Request. Count the lines in the records below that contain the string "interior". Give only the number.

====

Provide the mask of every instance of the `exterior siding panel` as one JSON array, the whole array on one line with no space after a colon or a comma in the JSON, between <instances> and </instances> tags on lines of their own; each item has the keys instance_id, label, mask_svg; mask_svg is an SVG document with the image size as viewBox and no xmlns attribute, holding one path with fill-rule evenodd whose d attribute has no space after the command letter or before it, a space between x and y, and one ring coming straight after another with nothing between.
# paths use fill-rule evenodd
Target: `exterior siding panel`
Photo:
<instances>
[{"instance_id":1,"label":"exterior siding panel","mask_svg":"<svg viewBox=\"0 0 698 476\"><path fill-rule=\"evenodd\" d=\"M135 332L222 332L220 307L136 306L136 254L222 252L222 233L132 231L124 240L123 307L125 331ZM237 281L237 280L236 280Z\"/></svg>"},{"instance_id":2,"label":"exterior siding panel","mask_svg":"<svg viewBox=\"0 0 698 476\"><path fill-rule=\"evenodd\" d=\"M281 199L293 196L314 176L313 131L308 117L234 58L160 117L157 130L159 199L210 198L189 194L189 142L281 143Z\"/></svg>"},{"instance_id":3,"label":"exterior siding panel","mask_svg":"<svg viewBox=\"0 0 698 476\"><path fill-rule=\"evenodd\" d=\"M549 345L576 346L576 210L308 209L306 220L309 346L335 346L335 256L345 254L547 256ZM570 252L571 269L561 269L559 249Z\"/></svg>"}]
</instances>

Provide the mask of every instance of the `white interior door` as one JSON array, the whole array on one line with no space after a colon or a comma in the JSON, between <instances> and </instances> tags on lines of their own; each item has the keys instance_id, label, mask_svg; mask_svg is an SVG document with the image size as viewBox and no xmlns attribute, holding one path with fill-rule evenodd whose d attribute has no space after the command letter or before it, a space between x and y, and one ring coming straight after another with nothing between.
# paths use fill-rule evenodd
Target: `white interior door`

====

Answer to this task. 2